Stored dataset items:
◆ ◆ ◆ ◆

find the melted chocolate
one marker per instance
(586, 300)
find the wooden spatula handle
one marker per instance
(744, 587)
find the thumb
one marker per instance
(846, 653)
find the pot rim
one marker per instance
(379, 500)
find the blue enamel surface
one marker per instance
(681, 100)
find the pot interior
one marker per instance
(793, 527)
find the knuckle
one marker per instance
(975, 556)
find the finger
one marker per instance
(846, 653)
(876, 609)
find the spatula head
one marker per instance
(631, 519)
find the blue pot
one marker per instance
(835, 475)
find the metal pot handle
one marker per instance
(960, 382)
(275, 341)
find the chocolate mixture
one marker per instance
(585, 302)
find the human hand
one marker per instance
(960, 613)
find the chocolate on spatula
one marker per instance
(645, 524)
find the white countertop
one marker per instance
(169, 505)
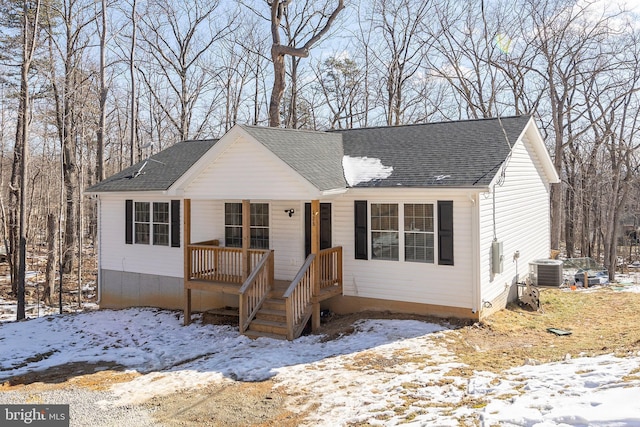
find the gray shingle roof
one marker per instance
(317, 156)
(456, 154)
(464, 153)
(160, 172)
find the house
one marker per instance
(438, 218)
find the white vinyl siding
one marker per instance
(417, 282)
(248, 171)
(521, 221)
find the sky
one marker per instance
(340, 375)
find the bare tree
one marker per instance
(30, 19)
(177, 39)
(318, 19)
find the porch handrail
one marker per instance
(298, 298)
(330, 265)
(219, 264)
(255, 290)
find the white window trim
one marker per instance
(401, 251)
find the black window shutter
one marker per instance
(360, 218)
(307, 229)
(128, 222)
(175, 223)
(445, 232)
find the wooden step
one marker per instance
(261, 325)
(257, 334)
(273, 315)
(274, 304)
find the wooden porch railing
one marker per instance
(301, 294)
(298, 298)
(219, 264)
(330, 264)
(255, 290)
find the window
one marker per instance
(142, 222)
(161, 224)
(156, 223)
(384, 231)
(259, 223)
(418, 233)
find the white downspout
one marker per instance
(475, 249)
(99, 236)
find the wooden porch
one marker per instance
(266, 307)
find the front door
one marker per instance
(325, 227)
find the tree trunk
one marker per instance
(50, 268)
(100, 174)
(278, 87)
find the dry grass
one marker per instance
(601, 321)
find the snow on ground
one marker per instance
(387, 372)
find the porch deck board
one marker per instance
(213, 286)
(329, 292)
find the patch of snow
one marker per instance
(364, 169)
(387, 372)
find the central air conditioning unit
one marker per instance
(546, 272)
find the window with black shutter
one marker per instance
(445, 232)
(360, 218)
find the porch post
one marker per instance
(187, 260)
(315, 249)
(246, 238)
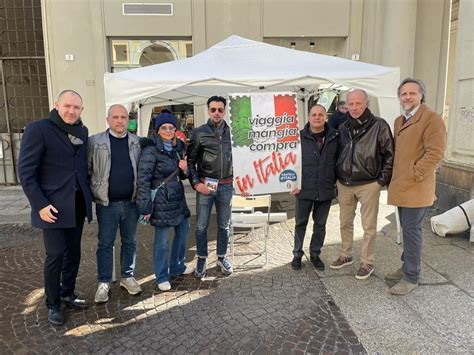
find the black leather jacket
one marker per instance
(366, 157)
(209, 153)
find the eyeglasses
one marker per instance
(220, 109)
(166, 128)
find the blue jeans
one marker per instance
(411, 220)
(123, 214)
(223, 200)
(178, 251)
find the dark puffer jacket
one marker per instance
(209, 154)
(367, 156)
(319, 167)
(156, 164)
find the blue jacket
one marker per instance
(169, 207)
(318, 167)
(48, 168)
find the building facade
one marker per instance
(86, 38)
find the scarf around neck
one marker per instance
(76, 130)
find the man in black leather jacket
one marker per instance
(210, 164)
(364, 166)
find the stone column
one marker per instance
(456, 179)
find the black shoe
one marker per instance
(296, 263)
(317, 263)
(55, 317)
(74, 302)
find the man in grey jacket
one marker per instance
(112, 160)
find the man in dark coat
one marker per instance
(364, 166)
(211, 175)
(53, 173)
(318, 155)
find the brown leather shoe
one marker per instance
(364, 272)
(341, 262)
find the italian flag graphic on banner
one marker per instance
(265, 142)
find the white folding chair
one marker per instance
(248, 223)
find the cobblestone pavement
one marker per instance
(269, 310)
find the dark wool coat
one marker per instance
(49, 168)
(169, 207)
(318, 167)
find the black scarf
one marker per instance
(76, 129)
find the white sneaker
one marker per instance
(189, 269)
(102, 293)
(131, 285)
(164, 286)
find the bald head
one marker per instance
(357, 102)
(117, 118)
(69, 92)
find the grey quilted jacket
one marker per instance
(98, 158)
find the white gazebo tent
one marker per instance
(241, 65)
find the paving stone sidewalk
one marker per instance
(269, 310)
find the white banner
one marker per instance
(265, 142)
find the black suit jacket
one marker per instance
(50, 171)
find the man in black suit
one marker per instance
(53, 173)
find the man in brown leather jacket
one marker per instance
(364, 166)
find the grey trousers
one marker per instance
(411, 220)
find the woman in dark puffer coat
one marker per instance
(162, 156)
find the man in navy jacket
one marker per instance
(319, 144)
(53, 173)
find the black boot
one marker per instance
(55, 317)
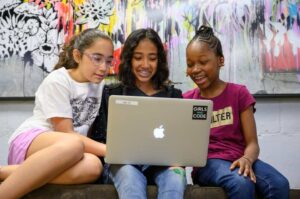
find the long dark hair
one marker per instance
(206, 34)
(126, 75)
(81, 42)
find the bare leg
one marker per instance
(48, 157)
(88, 169)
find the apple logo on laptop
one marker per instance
(159, 132)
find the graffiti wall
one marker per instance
(261, 39)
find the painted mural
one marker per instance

◆ ◆ ◆ ◆

▶ _REQUIREMENTS_
Switch every "one marker per instance" in the material to "one point per object" and write it out again with everything else unchanged. Leave the pictures out.

▶ _ANSWER TO THE TASK_
find the melted chocolate
one point per object
(586, 300)
find the wooden spatula handle
one point per object
(744, 587)
find the thumb
one point per object
(846, 653)
find the pot rim
one point per object
(379, 500)
find the blue enamel surface
one point per object
(681, 100)
find the pot interior
one point per object
(793, 527)
find the knuckle
one point per object
(975, 556)
find the finger
one point per object
(846, 653)
(876, 609)
find the spatula head
one point per object
(631, 519)
find the blue pot
one point per object
(835, 475)
find the metal pot handle
one point per object
(960, 382)
(275, 341)
find the chocolate mixture
one point per object
(585, 302)
find the human hand
one point per object
(960, 613)
find the chocolate on spatula
one point per object
(645, 524)
find the white countertop
one point per object
(169, 505)
find the gray shingle roof
one point per object
(317, 156)
(456, 154)
(464, 153)
(160, 172)
find the house
one point per object
(438, 218)
find the white vinyl siding
one point per object
(417, 282)
(248, 171)
(521, 221)
find the sky
one point per object
(340, 375)
find the bare tree
one point per object
(30, 19)
(177, 39)
(318, 19)
find the porch handrail
one point per object
(298, 298)
(330, 265)
(219, 264)
(255, 290)
find the white window trim
one point per object
(401, 251)
find the black window shutter
one point per object
(360, 218)
(307, 229)
(128, 222)
(175, 223)
(445, 232)
find the wooden step
one point per object
(261, 325)
(257, 334)
(273, 315)
(274, 304)
find the wooden porch railing
one point per object
(301, 294)
(298, 298)
(219, 264)
(330, 264)
(255, 290)
find the window
one point per object
(142, 222)
(161, 224)
(156, 223)
(384, 231)
(259, 223)
(418, 233)
find the white downspout
one point per object
(475, 249)
(99, 236)
find the wooden porch
one point per object
(266, 307)
find the front door
one point per object
(325, 227)
find the tree trunk
one point per object
(50, 268)
(100, 174)
(278, 87)
find the dry grass
one point per object
(601, 321)
find the snow on ground
one point per object
(387, 372)
find the porch deck board
one point per object
(213, 286)
(329, 292)
find the patch of snow
one point per object
(364, 169)
(387, 372)
find the central air conditioning unit
one point per object
(546, 272)
find the window with black shutter
one point per object
(445, 232)
(360, 218)
find the porch post
one point per object
(187, 260)
(315, 249)
(246, 238)
find the black leather jacket
one point per object
(366, 157)
(209, 153)
find the eyeglasses
one point per object
(220, 109)
(166, 128)
find the blue jeans
one point per object
(411, 220)
(123, 214)
(223, 200)
(178, 251)
find the dark puffer jacket
one point per object
(209, 154)
(367, 156)
(319, 167)
(156, 164)
find the blue jacket
one point per object
(169, 207)
(318, 167)
(48, 168)
find the building facade
one point per object
(86, 38)
find the scarf around neck
one point per object
(76, 130)
find the man in black leather jacket
one point per object
(210, 164)
(364, 166)
find the stone column
one point per object
(456, 179)
find the black shoe
one point per object
(296, 263)
(317, 263)
(55, 317)
(74, 302)
find the man in grey jacket
one point per object
(112, 160)
find the man in dark coat
one point per object
(364, 166)
(211, 175)
(53, 173)
(318, 155)
find the brown leather shoe
one point per object
(364, 272)
(341, 262)
find the italian flag graphic on banner
one point per object
(265, 142)
find the white folding chair
one point per object
(248, 223)
find the cobblestone pavement
one point per object
(269, 310)
find the dark wool coat
one point per object
(49, 168)
(169, 207)
(318, 167)
find the black scarf
one point per object
(76, 129)
find the white sneaker
one point per object
(189, 269)
(102, 293)
(131, 285)
(164, 286)
find the bald head
one point per object
(357, 102)
(117, 118)
(69, 92)
find the grey quilted jacket
one point per object
(98, 158)
find the white gazebo tent
one point per object
(241, 65)
find the paving stone sidewalk
one point per object
(269, 310)
find the white banner
one point per object
(265, 142)
find the black suit jacket
one point per object
(50, 171)
find the man in black suit
one point per object
(53, 173)
find the man in brown leather jacket
one point per object
(364, 166)
find the grey trousers
one point per object
(411, 220)
find the woman in dark puffer coat
one point per object
(162, 156)
find the man in navy jacket
one point per object
(319, 144)
(53, 173)
find the black boot
one point per object
(55, 317)
find the long dark hair
one point per object
(206, 34)
(126, 75)
(81, 42)
find the bare leg
one point per object
(48, 157)
(88, 169)
find the apple logo on laptop
one point per object
(159, 132)
find the graffiti wall
one point per object
(261, 39)
find the painted mural
one point per object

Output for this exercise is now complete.